▶ [Extrait du texte]:

::::::

La Chambre des représentants votera vers 15H30 GMT sur une série de textes déjà approuvés par le Sénat; le suspense reste entier sur l’issue, à tel point que le président américain s’est rendu en personne au Capitole vendredi matin pour une réunion de la dernière chance avec les représentants démocrates.

Le match oppose le président américain et la majorité républicaine du Congrès, d’une part, et la minorité démocrate, d’autre part. L’alliance inédite entre Barack Obama et les républicains se noue autour de la conviction que les exportateurs américains ne peuvent que profiter de l’ouverture des frontières. A l’inverse, les démocrates craignent que l’ouverture croissante des frontières ne soit coûteuse en emplois dans les filières les plus fragiles.

Barack Obama veut finaliser au plus vite, avant la fin de son mandat en janvier 2017, le partenariat transpacifique, connu à Washington sous ses initiales TPP, entrées dans le vocabulaire courant de la politique américaine – jusque dans les rues de la capitale fédérale, où des affiches publicitaires s’en prennent au futur accord.

::::::

▶ [Données fournies]:
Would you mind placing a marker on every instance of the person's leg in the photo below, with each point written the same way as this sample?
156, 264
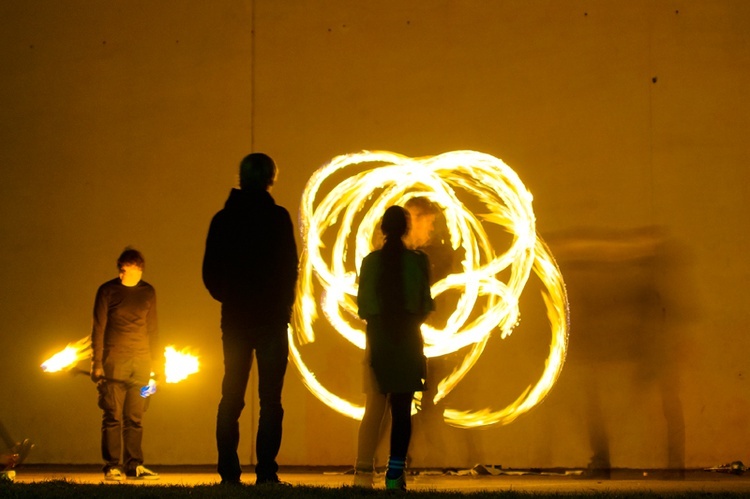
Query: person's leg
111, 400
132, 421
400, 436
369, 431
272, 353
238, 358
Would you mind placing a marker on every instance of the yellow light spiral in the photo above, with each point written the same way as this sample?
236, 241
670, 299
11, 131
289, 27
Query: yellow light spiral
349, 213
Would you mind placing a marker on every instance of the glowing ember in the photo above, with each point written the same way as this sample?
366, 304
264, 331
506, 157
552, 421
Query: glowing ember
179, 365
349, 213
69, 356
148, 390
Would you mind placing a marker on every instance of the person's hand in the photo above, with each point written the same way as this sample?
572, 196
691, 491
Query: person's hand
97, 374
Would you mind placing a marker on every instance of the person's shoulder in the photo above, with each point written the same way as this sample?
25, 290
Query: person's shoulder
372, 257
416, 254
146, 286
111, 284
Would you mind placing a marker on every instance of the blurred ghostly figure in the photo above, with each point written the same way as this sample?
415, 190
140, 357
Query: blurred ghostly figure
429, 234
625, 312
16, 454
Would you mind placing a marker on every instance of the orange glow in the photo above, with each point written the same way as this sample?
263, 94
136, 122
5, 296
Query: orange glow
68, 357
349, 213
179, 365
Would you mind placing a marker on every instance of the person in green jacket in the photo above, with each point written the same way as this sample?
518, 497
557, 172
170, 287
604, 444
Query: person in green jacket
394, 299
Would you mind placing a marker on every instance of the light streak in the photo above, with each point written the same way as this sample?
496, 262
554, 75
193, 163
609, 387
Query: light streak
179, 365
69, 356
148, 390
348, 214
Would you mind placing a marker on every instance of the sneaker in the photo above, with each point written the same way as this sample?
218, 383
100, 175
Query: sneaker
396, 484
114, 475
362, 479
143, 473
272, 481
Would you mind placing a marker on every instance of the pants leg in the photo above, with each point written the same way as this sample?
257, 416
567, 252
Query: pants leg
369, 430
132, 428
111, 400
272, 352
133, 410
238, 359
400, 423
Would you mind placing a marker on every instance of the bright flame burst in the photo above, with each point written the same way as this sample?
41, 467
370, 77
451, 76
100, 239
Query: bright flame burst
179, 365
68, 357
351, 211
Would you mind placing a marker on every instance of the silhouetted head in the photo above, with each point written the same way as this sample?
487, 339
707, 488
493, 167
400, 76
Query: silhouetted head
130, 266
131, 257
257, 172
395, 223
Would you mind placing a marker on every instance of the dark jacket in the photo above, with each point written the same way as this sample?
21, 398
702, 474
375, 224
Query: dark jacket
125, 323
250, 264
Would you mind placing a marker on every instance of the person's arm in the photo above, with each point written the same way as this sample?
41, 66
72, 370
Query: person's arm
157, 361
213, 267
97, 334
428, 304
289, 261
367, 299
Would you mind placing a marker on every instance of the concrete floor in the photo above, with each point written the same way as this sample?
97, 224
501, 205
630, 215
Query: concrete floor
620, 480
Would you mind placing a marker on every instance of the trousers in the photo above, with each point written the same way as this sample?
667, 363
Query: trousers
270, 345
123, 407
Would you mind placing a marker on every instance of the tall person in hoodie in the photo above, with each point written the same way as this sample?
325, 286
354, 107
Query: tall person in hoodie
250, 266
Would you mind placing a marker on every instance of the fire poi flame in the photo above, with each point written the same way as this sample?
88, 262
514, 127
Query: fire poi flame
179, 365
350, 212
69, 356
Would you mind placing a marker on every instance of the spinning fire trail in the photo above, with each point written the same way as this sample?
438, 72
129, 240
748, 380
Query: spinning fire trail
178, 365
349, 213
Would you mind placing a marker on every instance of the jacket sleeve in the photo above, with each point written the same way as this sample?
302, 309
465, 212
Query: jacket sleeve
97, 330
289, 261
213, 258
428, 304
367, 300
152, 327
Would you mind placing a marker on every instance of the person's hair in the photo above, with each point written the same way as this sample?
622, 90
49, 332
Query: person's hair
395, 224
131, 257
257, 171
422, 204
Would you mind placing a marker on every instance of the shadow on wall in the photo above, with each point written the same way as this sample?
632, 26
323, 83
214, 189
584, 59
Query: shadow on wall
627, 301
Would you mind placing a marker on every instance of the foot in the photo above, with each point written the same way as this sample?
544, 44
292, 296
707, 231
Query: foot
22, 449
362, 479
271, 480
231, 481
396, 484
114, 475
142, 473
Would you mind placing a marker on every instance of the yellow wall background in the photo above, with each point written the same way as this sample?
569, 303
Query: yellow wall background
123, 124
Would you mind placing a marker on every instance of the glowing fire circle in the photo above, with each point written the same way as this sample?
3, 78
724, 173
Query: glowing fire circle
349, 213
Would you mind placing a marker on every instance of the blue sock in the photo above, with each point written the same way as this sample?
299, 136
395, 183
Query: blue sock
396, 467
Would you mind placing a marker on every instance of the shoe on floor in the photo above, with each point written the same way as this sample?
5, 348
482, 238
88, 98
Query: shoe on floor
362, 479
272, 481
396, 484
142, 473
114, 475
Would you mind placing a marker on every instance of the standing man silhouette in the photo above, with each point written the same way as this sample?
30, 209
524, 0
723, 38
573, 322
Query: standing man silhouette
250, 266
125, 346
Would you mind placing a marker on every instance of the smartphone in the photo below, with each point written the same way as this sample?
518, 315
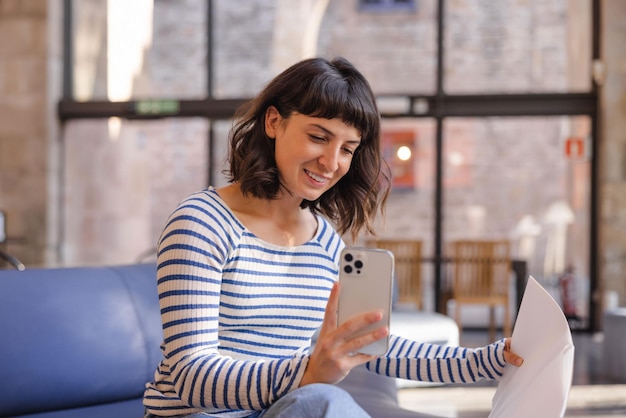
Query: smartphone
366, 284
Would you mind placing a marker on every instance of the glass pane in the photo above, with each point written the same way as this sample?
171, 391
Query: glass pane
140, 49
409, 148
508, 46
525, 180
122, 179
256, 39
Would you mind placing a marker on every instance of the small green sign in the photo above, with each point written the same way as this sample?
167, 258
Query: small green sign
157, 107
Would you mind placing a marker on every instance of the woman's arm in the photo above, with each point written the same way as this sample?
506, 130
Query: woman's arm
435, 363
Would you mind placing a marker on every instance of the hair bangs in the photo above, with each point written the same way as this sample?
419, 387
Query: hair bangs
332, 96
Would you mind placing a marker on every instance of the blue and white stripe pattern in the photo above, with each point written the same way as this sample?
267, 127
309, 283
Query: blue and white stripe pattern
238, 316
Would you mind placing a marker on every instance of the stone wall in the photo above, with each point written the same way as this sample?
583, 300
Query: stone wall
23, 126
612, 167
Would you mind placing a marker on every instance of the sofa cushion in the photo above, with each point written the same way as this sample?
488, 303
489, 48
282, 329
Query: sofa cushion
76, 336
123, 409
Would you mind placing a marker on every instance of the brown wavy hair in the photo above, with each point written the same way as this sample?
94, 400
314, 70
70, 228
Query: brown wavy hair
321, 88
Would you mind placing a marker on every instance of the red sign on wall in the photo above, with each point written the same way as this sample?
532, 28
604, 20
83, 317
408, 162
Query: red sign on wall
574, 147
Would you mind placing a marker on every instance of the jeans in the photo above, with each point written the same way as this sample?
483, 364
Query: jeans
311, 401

::::::

▶ [Consignes]:
- 1) Relevez dans l'extrait sur le vote au Congrès toutes les assemblées ou instances législatives américaines nommées.
- 2) Poursuivez l'extrait sur le vote au Congrès à partir de sa dernière phrase.
Les items ne sont d'aucune utilité pour ce travail.

▶ [Corrigé]:
- 1) La Chambre des représentants, le Sénat, le Congrès

- 2)
Ce gigantesque accord commercial approfondirait l’association entre les Etats-Unis et 11 pays en bordure du Pacifique, notamment le Japon, l’Australie, le Chili, mais pas la Chine.

Pour y parvenir, Barack Obama ne veut pas que le Congrès puisse désosser l’accord multilatéral négocié confidentiellement et à grand peine avec ses partenaires. Il souhaite que les élus votent d’abord une loi dite de procédure accélérée, TPA en anglais (“Trade Promotion Authority”): un mécanisme qui forcerait le jour venu le Congrès à approuver ou rejeter sans possibilité d’amendement tout accord négocié par l’exécutif d’ici 2018 (2021 en cas de prolongation).

C’est cette loi que les élus de la Chambre étaient appelés à adopter vendredi (le Sénat l’a fait le 22 mai), sans se prononcer aucunement sur le futur partenariat transpacifique.

Quinze accords commerciaux ont été approuvés sous une procédure similaire par le Congrès depuis 1979. L’accord en négociation avec l’Union européenne (TTIP) bénéficierait aussi de cette procédure.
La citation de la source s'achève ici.